> **Supplied data**:
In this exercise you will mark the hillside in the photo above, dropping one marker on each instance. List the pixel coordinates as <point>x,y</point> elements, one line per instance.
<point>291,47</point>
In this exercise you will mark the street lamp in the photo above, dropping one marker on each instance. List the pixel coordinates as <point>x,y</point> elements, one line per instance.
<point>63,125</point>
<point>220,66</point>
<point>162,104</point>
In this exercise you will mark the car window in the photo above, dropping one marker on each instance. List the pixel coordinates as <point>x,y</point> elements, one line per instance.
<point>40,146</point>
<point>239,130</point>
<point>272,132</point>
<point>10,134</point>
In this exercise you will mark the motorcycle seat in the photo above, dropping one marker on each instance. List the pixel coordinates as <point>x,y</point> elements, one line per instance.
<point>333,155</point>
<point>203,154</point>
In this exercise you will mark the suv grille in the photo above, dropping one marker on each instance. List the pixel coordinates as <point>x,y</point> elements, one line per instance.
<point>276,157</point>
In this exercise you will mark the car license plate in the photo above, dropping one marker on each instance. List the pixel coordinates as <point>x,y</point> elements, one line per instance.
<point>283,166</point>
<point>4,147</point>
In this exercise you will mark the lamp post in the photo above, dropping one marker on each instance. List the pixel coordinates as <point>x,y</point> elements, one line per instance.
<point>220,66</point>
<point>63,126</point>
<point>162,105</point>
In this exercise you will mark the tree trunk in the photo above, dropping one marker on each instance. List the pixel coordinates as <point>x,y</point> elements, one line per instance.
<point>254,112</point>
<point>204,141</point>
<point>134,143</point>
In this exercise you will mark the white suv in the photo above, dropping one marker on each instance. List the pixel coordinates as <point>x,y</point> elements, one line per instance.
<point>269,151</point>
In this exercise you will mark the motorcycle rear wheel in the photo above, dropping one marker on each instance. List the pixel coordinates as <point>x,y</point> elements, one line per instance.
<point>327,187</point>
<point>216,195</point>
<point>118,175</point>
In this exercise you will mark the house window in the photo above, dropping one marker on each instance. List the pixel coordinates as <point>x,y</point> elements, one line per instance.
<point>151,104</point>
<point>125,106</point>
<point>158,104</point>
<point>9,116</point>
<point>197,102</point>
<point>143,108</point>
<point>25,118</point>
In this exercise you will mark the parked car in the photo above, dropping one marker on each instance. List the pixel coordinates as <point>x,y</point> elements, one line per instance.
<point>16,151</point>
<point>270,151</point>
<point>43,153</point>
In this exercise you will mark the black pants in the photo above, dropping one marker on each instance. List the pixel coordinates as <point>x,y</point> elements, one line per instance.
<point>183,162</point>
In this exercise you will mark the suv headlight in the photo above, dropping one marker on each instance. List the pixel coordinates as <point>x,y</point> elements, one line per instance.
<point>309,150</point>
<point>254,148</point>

> **Requirement**: Your reply must reproduce all records above exactly.

> **The completed task**:
In this exercise you will mark the hillside in the photo above, dropping one marker on each instance. List the pixel coordinates as <point>x,y</point> elements, one line per instance.
<point>291,47</point>
In this exercise you will mark the street lamp in the photo above, dropping one marker on each instance. List the pixel coordinates as <point>x,y</point> elements, one line per instance.
<point>63,125</point>
<point>220,66</point>
<point>162,104</point>
In this exercise you will mark the car window in the photo above, dropping one marker on each instance. List the pixel coordinates as <point>x,y</point> elements, one line per instance.
<point>40,146</point>
<point>239,130</point>
<point>272,132</point>
<point>10,134</point>
In this exercise you will mark the motorcycle seat in the photo above, dropping one marker on each instance. List the pixel coordinates as <point>x,y</point> elements, one line per instance.
<point>333,155</point>
<point>203,154</point>
In this exercise you will mark the suv grille in the photo above, dropping one marker on each instance. List the pixel coordinates as <point>x,y</point> elements, one line per instance.
<point>276,157</point>
In this exercise you will mark the car license plate in the photo above, dropping one marker on each instance. List the pixel coordinates as <point>x,y</point> elements, one line per instance.
<point>283,166</point>
<point>4,147</point>
In this exercise you will mark the lamp post in the photo above, dropping one marker on each instance. List the pixel coordinates as <point>x,y</point> elements, one line per instance.
<point>220,66</point>
<point>63,126</point>
<point>162,105</point>
In this exercise you will mark the tree trunk in the photo above, dropping one marker on each instance. List the pixel coordinates as <point>x,y</point> elements, one line per instance.
<point>254,112</point>
<point>204,141</point>
<point>134,143</point>
In this exercise you will mark the white suv in the photo above, dropping one marker on each instance. List the pixel coordinates as <point>x,y</point> elements, one line per instance.
<point>269,151</point>
In this exercise you will mark the motorcycle rear wheel in the photo above, dropping one marker on each instance. List the pixel coordinates as <point>x,y</point> elements, one line per instance.
<point>327,187</point>
<point>216,195</point>
<point>118,175</point>
In this exercise you will mark the house window in the photo above, dropping one marker on each instance. List the pixel coordinates as <point>x,y</point> elements, one line per instance.
<point>151,104</point>
<point>125,106</point>
<point>158,104</point>
<point>9,116</point>
<point>197,102</point>
<point>143,108</point>
<point>25,118</point>
In this exercise you will mark the parked car in the photo above, dropping one marker on each instance. List the pixel coordinates as <point>x,y</point> elements, one line per instance.
<point>16,151</point>
<point>270,151</point>
<point>43,153</point>
In this exercise you will mark the black pants in the photo above, dropping one marker on each instance. List the pixel coordinates as <point>x,y</point> elements, one line per instance.
<point>183,162</point>
In this exercise you will mark the suv headlight in the photo above, dropping one marker on each instance. List the pixel coordinates as <point>x,y</point> elements, one line per instance.
<point>309,150</point>
<point>254,148</point>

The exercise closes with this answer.